> [Texto citado]:
──────────
Isto é bem evidenciado na segunda leitura, tirada da Carta aos Hebreus, na qual o autor sagrado declara que Jesus é "mediador de uma aliança nova" (9, 15). Tornou-se mediador graças ao seu sangue ou, mais exactamente, graças ao dom de si mesmo, que dá pleno valor ao derramamento do seu sangue. Na cruz, Jesus é ao mesmo tempo vítima e sacerdote: vítima digna de Deus porque é sem mancha, e sumo sacerdote que se oferece a si mesmo, sob o impulso do Espírito Santo, e intercede pela humanidade inteira. A Cruz é por conseguinte mistério de amor e de salvação, que nos purifica como diz a Carta aos Hebreus das "obras mortas", isto é, dos pecados, e nos santifica esculpindo a aliança nova no nosso coração; a Eucaristia, renovando o sacrifício da Cruz, torna-nos capazes de viver fielmente a comunhão com Deus.
──────────
> [Registos de um conjunto de dados]:

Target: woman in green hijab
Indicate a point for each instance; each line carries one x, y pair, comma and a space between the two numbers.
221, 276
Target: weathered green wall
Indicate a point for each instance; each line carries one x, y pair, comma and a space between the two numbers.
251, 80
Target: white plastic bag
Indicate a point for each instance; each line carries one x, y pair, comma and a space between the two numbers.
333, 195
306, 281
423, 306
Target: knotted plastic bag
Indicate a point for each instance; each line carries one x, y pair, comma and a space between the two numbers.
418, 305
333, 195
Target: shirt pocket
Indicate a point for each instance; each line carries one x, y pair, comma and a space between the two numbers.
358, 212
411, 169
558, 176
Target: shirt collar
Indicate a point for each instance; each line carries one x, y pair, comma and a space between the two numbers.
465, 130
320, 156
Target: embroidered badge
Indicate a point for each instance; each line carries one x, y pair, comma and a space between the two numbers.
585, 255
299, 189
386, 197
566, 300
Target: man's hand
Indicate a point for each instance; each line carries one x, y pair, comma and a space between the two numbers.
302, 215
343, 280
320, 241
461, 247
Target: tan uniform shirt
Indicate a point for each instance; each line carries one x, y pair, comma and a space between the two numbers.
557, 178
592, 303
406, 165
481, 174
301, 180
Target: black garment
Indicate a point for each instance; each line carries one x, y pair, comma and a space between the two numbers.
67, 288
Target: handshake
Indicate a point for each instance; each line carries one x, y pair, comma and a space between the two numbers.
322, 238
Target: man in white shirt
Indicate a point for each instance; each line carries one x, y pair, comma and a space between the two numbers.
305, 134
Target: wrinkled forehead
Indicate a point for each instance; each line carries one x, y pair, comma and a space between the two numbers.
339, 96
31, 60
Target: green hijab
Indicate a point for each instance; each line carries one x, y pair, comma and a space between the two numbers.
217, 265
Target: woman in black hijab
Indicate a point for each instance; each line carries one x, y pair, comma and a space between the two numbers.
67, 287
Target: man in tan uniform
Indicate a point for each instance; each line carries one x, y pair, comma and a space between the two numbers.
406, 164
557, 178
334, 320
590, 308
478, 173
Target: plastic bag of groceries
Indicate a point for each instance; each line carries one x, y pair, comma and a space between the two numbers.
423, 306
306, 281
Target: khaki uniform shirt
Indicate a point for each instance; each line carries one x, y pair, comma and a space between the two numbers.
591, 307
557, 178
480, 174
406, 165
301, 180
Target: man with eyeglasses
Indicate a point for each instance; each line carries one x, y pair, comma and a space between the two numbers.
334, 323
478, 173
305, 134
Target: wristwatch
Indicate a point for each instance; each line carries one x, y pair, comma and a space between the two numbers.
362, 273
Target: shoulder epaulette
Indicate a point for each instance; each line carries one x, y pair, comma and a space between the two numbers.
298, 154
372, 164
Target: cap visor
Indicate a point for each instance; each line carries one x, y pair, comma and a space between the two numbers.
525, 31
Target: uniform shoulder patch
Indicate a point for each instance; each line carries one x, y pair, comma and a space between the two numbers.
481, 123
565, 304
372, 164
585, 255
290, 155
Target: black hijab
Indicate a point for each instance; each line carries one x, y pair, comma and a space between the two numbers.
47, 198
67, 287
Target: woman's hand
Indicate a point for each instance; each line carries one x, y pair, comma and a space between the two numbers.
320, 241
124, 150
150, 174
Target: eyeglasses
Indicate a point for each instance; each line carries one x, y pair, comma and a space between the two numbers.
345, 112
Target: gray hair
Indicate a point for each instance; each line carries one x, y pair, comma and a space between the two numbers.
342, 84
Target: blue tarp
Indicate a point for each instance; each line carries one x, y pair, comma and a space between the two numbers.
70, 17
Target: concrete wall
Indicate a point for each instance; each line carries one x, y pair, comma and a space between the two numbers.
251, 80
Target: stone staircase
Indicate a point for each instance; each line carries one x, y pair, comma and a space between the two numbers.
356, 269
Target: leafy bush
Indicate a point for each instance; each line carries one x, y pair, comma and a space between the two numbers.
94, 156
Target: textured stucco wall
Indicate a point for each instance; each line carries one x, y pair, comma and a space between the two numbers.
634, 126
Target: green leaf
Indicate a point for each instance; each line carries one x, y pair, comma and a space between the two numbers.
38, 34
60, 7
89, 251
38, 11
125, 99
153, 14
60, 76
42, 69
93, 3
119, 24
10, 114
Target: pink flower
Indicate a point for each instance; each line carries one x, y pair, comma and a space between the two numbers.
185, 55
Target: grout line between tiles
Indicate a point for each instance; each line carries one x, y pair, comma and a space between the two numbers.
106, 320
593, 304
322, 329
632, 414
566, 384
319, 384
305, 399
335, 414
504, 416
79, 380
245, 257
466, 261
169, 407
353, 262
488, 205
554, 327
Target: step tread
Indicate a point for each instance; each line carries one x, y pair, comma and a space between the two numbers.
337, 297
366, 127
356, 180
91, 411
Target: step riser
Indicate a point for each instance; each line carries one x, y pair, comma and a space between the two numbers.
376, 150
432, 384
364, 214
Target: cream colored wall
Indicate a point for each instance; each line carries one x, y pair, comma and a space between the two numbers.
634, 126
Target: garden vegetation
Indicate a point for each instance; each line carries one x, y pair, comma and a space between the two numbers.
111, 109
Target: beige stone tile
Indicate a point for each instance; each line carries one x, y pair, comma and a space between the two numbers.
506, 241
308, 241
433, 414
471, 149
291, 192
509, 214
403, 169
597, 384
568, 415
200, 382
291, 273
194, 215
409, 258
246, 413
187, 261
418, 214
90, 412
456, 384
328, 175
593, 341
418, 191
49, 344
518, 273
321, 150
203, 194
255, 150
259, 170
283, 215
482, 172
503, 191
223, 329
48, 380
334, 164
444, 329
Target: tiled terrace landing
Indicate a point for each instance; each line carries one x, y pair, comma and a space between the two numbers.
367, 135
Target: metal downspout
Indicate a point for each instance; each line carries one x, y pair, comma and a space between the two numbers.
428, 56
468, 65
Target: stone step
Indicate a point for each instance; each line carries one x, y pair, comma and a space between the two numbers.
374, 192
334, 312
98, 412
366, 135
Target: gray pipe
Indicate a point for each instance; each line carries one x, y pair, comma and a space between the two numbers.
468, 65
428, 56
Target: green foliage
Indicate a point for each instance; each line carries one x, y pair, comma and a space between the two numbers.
──────────
> [Tarefas a realizar]:
1. Responda às perguntas com base no texto citado.
(a) De que é Jesus declarado mediador?
(b) Por que razão Jesus é vítima digna de Deus?
(c) De que nos purifica a Cruz, segundo a Carta aos Hebreus?
2. Repita o trecho do texto citado que vai de "Isto é bem evidenciado" até "comunhão com Deus.", inclusive.

> [Respostas por tarefa]:
1.
(a) De uma aliança nova.
(b) Porque é sem mancha.
(c) Das "obras mortas", isto é, dos pecados.

2.
Isto é bem evidenciado na segunda leitura, tirada da Carta aos Hebreus, na qual o autor sagrado declara que Jesus é "mediador de uma aliança nova" (9, 15). Tornou-se mediador graças ao seu sangue ou, mais exactamente, graças ao dom de si mesmo, que dá pleno valor ao derramamento do seu sangue. Na cruz, Jesus é ao mesmo tempo vítima e sacerdote: vítima digna de Deus porque é sem mancha, e sumo sacerdote que se oferece a si mesmo, sob o impulso do Espírito Santo, e intercede pela humanidade inteira. A Cruz é por conseguinte mistério de amor e de salvação, que nos purifica como diz a Carta aos Hebreus das "obras mortas", isto é, dos pecados, e nos santifica esculpindo a aliança nova no nosso coração; a Eucaristia, renovando o sacrifício da Cruz, torna-nos capazes de viver fielmente a comunhão com Deus.